_Consigne_
Pour chacune des affirmations suivantes, dites si elle concorde avec le texte sur la reconnaissance de la nation québécoise, en répondant par oui ou par non et en citant mot pour mot le passage décisif : (a) la motion de la Chambre des communes a été adoptée le 27 novembre à une forte majorité ; (b) cette motion a force de loi ; (c) le Parlement québécois porte le nom d'« Assemblée nationale » depuis 1968.

_Texte fourni_
☆ ☆ ☆ ☆ ☆ ☆ ☆

Le Québec, 400 ans et toutes ses dents

Tardive, la reconnaissance par la Chambre des communes canadienne d'une «nation» québécoise n'en est pas moins un symbole bienvenu.

Boisclair à Paris




Les mots, même dans une langue précise comme le français, revêtent plusieurs sens. Les mots «nation», «peuple», «pays» et «patrie» en sont de bons exemples. Le contexte peut aussi leur donner une coloration différente. Exalter la nation ici et maintenant n'a pas les mêmes conséquences qu'autrefois ou qu'ailleurs. Se réclamer du nationalisme dans une grande puissance européenne au passé colonialiste, c'est risquer l'accusation de délit d'amnésie ou d'insensibilité. Le faire au Québec, c'est faire preuve d'une vision libératrice et moderne.
La Chambre des communes du Canada adoptait le 27 novembre, à une forte majorité, une motion reconnaissant ­ tardivement ­ le fait que les Québécois forment une «nation». Truisme parfait pour les Québécois eux-mêmes, mais brusque révélation pour le «rest of Canada». C'est tout de même le 400e anniversaire de la naissance de cette nation que nous nous apprêtons à célébrer en 2008.
Quoi qu'il en soit ­ et en dépit du fait que l'on appelle notre Parlement «Assemblée nationale» depuis 1968 ­, la reconnaissance par le ROC de l'existence de la nation québécoise ne peut que renforcer davantage le sentiment d'appartenance des Québécois à leur véritable patrie : le Québec. A terme, cela ne peut que contribuer au succès de l'option indépendantiste. Il faut souligner néanmoins qu'une motion à la Chambre des communes n'a pas force de loi. Dans les faits, les Québécois ne sont ni plus libres, ni plus autonomes qu'avant. Mais les symboles font aussi partie de la vie et de l'évolution des peuples.

☆ ☆ ☆ ☆ ☆ ☆ ☆

_Éléments d'un jeu de données_
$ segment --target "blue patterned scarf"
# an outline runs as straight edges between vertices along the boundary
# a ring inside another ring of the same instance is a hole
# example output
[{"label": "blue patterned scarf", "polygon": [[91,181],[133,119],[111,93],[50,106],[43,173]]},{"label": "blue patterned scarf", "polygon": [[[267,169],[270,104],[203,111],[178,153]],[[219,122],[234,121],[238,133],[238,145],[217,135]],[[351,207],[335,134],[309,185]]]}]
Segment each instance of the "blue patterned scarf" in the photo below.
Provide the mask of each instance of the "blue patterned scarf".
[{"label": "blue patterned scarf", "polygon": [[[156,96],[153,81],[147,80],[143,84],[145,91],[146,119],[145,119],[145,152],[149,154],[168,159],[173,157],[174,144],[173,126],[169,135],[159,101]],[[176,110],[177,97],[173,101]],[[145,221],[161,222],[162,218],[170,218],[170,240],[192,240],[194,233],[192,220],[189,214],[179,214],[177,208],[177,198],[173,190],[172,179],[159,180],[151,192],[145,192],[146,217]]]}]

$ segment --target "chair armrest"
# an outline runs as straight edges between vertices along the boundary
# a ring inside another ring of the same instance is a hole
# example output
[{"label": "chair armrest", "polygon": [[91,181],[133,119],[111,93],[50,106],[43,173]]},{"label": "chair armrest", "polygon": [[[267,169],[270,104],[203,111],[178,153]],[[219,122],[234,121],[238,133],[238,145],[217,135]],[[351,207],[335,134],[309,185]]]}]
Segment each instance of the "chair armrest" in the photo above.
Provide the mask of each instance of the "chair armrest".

☆ ☆ ☆ ☆ ☆ ☆ ☆

_Réponse complète_
(a) Oui : « La Chambre des communes du Canada adoptait le 27 novembre, à une forte majorité, une motion ».
(b) Non : « une motion à la Chambre des communes n'a pas force de loi ».
(c) Oui : « l'on appelle notre Parlement «Assemblée nationale» depuis 1968 ».